(Object outline annotations)
--------

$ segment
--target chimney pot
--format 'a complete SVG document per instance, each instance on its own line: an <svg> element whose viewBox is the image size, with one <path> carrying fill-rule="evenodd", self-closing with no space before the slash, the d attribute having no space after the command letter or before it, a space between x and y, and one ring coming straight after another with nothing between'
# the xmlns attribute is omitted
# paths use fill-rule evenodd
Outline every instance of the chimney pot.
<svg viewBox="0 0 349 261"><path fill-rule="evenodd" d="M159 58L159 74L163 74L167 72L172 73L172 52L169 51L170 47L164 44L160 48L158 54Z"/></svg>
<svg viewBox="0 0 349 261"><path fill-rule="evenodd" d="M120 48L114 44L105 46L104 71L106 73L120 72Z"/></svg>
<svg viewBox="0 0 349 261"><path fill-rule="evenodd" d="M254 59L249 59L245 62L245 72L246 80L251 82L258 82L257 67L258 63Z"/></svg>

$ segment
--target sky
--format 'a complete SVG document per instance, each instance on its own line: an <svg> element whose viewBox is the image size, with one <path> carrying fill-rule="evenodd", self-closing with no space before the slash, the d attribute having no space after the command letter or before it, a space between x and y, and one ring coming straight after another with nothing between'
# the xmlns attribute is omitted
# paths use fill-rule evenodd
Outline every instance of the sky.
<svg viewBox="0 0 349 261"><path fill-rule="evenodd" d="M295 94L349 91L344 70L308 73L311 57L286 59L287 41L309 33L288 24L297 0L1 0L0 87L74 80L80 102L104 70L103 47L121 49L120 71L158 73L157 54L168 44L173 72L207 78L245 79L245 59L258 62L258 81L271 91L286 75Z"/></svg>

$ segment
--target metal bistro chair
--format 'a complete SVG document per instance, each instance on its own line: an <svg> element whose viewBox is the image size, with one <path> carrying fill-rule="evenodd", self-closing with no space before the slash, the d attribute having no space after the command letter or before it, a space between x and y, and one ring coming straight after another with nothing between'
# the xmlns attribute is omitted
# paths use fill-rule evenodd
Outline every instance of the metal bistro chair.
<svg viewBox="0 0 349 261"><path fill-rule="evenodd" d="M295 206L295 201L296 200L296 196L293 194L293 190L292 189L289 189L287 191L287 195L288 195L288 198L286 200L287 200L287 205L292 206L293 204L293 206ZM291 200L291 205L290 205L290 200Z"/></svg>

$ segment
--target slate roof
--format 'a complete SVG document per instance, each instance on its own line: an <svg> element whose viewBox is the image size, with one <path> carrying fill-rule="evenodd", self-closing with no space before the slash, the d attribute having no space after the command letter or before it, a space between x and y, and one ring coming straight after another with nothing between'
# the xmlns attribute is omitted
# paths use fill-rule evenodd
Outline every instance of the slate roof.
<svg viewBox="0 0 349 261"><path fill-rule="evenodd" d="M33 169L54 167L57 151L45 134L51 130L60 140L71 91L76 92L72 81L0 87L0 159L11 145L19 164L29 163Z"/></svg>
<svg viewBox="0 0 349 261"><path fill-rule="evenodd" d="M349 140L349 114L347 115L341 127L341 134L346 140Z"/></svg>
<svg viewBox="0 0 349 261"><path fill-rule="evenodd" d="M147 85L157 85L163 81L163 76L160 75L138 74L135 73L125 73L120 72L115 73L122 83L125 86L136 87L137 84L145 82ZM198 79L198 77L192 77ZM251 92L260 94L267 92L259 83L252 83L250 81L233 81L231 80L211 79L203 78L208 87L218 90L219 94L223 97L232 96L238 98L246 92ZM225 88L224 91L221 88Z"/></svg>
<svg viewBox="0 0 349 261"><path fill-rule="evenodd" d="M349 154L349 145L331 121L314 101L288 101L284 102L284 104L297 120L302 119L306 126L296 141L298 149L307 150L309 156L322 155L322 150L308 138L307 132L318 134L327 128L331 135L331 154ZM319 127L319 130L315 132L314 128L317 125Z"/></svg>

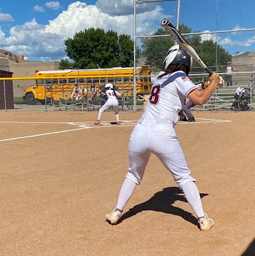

--------

● **STATED EXERCISE**:
Collect every line in the listing above that contains the string "bistro", and copy each one in full.

● **EXPECTED OUTPUT**:
--target metal bistro chair
Outline every instance of the metal bistro chair.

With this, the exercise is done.